_Required action_
Transcribe the entire passage on bacterial and streptococcal infections word for word.

_Selected extract_

BEGIN

But infectious bacteria can make you ill. They reproduce quickly in your body. Many give off chemicals called toxins, which can damage tissue and make you sick. Examples of bacteria that cause infections include Streptococcus, Staphylococcus, and E. coli.
Antibiotics are the usual treatment. When you take antibiotics, follow the directions carefully. Each time you take antibiotics, you increase the chances that bacteria in your body will learn to resist them. Later, you could get or spread an infection that those antibiotics cannot cure.
Streptococcal infections (strep for short) cause a variety of health problems. There are two types: group A and group B. Antibiotics are used to treat both.
Group A strep causes
- Strep throat—a sore, red throat, sometimes with white spots on the tonsils
- Scarlet fever—red rash on the body
- Impetigo—a skin infection
- Toxic shock syndrome
- Cellulitis and necrotizing fasciitis (flesh-eating disease)
Group B strep can cause blood infections, pneumonia and meningitis in newborns. A screening test during pregnancy can tell if you have it. If you do, I.V. antibiotics during labor can save your baby’s life. Adults can also get group B strep infections, especially if they are elderly or already have health problems. Strep B can cause urinary tract infections, blood infections, skin infections and pneumonia in adults.

END

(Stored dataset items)
BEGIN

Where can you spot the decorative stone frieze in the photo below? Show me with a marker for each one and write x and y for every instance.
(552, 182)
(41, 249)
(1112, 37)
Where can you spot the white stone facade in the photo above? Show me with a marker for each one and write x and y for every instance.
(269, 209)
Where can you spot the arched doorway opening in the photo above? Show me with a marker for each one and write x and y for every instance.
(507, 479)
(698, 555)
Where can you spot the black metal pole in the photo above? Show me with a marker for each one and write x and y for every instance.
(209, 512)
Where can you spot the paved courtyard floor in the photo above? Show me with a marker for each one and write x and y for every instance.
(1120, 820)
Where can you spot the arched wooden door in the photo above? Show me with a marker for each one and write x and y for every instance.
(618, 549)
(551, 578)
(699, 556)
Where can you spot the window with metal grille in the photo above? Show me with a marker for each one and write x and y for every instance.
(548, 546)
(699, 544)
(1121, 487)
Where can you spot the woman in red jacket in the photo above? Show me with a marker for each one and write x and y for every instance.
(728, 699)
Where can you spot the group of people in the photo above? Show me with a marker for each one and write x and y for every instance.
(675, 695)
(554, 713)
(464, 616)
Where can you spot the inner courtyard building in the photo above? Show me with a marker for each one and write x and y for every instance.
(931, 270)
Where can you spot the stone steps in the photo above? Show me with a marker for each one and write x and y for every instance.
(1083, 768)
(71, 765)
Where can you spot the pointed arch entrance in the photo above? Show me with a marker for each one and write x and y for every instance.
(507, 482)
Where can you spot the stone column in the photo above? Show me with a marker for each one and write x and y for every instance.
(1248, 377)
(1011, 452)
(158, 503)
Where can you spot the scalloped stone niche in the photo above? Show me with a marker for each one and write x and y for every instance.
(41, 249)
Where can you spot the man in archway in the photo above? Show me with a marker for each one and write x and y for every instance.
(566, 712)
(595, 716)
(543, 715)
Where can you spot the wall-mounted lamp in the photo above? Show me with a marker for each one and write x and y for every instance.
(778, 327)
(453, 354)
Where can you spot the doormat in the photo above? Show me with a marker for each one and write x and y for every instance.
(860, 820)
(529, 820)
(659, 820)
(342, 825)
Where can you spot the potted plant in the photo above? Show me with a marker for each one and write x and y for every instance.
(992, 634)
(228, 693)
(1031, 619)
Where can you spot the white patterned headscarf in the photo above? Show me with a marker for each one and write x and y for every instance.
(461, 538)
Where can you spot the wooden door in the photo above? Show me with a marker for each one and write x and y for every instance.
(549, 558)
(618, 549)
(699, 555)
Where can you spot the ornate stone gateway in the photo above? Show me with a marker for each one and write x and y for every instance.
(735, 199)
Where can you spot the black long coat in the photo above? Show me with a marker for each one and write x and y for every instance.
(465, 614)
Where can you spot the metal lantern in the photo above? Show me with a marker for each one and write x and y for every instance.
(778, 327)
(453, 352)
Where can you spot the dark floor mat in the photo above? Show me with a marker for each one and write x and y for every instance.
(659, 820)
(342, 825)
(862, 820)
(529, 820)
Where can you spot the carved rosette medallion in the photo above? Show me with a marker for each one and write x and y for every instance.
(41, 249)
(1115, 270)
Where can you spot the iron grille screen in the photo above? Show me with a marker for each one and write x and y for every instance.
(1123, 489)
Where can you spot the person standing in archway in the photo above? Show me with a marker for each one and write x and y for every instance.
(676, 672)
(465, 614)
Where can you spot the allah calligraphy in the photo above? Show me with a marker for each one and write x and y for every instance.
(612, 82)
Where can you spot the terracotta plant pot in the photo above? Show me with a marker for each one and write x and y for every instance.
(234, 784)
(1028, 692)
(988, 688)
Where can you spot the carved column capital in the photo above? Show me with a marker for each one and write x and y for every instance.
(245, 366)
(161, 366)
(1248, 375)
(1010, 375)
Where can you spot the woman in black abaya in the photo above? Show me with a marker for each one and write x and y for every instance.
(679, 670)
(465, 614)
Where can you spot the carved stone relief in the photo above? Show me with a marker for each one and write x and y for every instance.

END

_Solution below_
But infectious bacteria can make you ill. They reproduce quickly in your body. Many give off chemicals called toxins, which can damage tissue and make you sick. Examples of bacteria that cause infections include Streptococcus, Staphylococcus, and E. coli.
Antibiotics are the usual treatment. When you take antibiotics, follow the directions carefully. Each time you take antibiotics, you increase the chances that bacteria in your body will learn to resist them. Later, you could get or spread an infection that those antibiotics cannot cure.
Streptococcal infections (strep for short) cause a variety of health problems. There are two types: group A and group B. Antibiotics are used to treat both.
Group A strep causes
- Strep throat—a sore, red throat, sometimes with white spots on the tonsils
- Scarlet fever—red rash on the body
- Impetigo—a skin infection
- Toxic shock syndrome
- Cellulitis and necrotizing fasciitis (flesh-eating disease)
Group B strep can cause blood infections, pneumonia and meningitis in newborns. A screening test during pregnancy can tell if you have it. If you do, I.V. antibiotics during labor can save your baby’s life. Adults can also get group B strep infections, especially if they are elderly or already have health problems. Strep B can cause urinary tract infections, blood infections, skin infections and pneumonia in adults.